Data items
<<<<
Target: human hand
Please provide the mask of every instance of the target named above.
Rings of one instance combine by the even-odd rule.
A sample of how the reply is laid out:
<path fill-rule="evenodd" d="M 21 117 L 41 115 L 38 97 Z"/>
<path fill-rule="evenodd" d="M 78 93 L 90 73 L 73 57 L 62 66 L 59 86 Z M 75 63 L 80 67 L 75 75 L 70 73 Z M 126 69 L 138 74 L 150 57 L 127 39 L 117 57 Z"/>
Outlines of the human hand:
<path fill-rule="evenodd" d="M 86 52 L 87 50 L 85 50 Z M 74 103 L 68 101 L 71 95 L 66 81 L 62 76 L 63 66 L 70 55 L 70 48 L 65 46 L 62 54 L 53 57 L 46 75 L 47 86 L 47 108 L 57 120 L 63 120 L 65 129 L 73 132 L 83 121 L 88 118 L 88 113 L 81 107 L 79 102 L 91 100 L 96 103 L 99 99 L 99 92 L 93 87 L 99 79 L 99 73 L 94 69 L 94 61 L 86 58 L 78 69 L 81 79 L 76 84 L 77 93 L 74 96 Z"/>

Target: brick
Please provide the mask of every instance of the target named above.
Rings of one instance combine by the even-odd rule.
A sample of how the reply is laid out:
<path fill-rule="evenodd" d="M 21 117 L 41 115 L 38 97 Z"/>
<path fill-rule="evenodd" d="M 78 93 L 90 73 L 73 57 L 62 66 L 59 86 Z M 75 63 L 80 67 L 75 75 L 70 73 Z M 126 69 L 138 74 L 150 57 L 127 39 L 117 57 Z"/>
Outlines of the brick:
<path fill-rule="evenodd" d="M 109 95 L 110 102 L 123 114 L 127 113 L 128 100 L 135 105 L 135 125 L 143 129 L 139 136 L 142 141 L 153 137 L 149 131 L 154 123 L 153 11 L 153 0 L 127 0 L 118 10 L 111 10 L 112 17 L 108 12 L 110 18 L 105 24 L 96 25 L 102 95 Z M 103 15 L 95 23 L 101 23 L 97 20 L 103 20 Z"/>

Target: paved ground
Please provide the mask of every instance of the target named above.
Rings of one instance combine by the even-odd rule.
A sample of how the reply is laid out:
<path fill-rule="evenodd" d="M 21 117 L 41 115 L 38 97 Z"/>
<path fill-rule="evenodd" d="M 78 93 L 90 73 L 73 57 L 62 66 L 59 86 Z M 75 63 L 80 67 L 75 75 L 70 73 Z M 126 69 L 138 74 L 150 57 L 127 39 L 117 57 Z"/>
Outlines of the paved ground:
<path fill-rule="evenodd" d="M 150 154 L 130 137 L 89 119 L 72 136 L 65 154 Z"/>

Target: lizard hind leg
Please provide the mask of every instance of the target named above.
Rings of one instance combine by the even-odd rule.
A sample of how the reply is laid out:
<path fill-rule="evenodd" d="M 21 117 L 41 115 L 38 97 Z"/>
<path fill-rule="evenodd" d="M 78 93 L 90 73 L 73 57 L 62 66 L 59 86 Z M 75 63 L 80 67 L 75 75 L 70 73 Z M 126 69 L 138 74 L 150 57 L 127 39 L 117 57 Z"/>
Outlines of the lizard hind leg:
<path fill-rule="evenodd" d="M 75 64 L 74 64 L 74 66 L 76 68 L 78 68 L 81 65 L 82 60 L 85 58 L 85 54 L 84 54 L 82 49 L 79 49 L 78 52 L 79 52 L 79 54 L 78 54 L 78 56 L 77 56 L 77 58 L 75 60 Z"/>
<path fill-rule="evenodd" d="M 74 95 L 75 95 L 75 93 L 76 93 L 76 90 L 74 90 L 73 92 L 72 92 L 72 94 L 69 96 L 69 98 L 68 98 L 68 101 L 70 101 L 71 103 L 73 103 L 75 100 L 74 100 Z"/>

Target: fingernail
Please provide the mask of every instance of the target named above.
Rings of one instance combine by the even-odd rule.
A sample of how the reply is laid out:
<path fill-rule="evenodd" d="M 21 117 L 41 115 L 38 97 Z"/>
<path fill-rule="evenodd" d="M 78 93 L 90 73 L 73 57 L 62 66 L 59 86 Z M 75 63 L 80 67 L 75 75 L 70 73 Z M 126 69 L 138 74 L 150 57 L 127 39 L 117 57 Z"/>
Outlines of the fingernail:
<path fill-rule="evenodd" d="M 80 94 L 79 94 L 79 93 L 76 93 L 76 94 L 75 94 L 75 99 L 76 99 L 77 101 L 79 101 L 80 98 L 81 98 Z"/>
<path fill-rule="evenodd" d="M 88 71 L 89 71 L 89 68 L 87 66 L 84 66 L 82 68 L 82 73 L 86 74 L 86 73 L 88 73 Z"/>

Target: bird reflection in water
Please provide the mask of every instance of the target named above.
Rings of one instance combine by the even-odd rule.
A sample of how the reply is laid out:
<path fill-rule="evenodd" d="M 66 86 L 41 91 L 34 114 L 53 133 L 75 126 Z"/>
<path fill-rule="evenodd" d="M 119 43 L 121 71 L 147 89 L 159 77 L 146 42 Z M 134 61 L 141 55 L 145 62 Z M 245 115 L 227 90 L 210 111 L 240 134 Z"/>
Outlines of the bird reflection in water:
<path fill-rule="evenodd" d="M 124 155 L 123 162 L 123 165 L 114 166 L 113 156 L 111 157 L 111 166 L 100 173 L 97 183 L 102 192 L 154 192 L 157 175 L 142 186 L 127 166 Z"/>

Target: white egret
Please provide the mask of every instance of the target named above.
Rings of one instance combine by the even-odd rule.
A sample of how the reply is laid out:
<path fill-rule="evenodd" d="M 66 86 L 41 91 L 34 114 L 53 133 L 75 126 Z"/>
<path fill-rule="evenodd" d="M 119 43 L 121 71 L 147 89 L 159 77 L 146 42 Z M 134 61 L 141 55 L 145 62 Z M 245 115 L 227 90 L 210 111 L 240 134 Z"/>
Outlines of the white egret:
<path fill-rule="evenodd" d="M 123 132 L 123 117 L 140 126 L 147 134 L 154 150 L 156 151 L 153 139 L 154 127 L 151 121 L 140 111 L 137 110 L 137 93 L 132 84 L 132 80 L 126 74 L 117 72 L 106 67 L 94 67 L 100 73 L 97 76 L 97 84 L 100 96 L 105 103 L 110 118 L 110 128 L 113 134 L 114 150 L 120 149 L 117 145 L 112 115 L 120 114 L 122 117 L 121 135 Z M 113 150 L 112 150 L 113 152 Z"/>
>>>>
■ DIRECTION: Reproduce the lines from the line containing "Target: lizard hind leg" to the line containing "88 71 L 89 71", both included. Keep every line other than the outline paths unchanged, including the format samples, and multiply each coordinate in the outline paths by 0.5, rounding to whole numbers with halves rounded up.

■ FULL OUTPUT:
Target: lizard hind leg
Please provide the mask of every instance of the target named above.
Rings of one instance combine by the even-odd rule.
A sample of how the reply is laid out:
<path fill-rule="evenodd" d="M 21 117 L 41 115 L 38 97 Z"/>
<path fill-rule="evenodd" d="M 78 93 L 90 73 L 73 57 L 62 66 L 59 86 Z M 75 63 L 80 67 L 75 75 L 70 73 Z M 126 69 L 138 74 L 150 57 L 127 39 L 117 57 Z"/>
Outlines of the lizard hind leg:
<path fill-rule="evenodd" d="M 38 32 L 37 32 L 37 33 L 38 34 L 39 34 L 41 33 L 41 30 L 43 29 L 43 27 L 42 27 L 41 25 L 40 25 L 39 26 L 40 26 L 40 27 L 39 27 L 39 28 L 39 28 L 39 29 L 38 30 Z"/>
<path fill-rule="evenodd" d="M 37 48 L 38 48 L 38 47 L 38 47 L 38 45 L 37 45 L 37 46 L 36 46 L 36 47 L 35 48 L 35 49 L 34 49 L 34 51 L 35 51 L 36 52 L 37 52 L 38 50 L 37 50 Z"/>

Target: fingernail
Please provide the mask of every instance of the target named above.
Rings of one instance combine by the even-odd rule.
A sample of how the reply is laid out:
<path fill-rule="evenodd" d="M 21 117 L 41 115 L 38 97 Z"/>
<path fill-rule="evenodd" d="M 78 93 L 90 73 L 73 57 L 62 66 L 59 86 Z M 75 63 L 80 67 L 75 75 L 70 73 Z M 126 69 L 138 74 L 150 57 L 127 39 L 117 57 Z"/>
Outlines of the fingernail:
<path fill-rule="evenodd" d="M 40 47 L 40 47 L 40 47 L 38 47 L 38 47 L 38 47 L 38 50 L 38 50 L 39 51 L 40 51 L 40 49 L 41 49 Z"/>
<path fill-rule="evenodd" d="M 44 36 L 45 36 L 45 34 L 44 33 L 42 33 L 41 34 L 41 37 L 43 37 L 43 37 L 44 37 Z"/>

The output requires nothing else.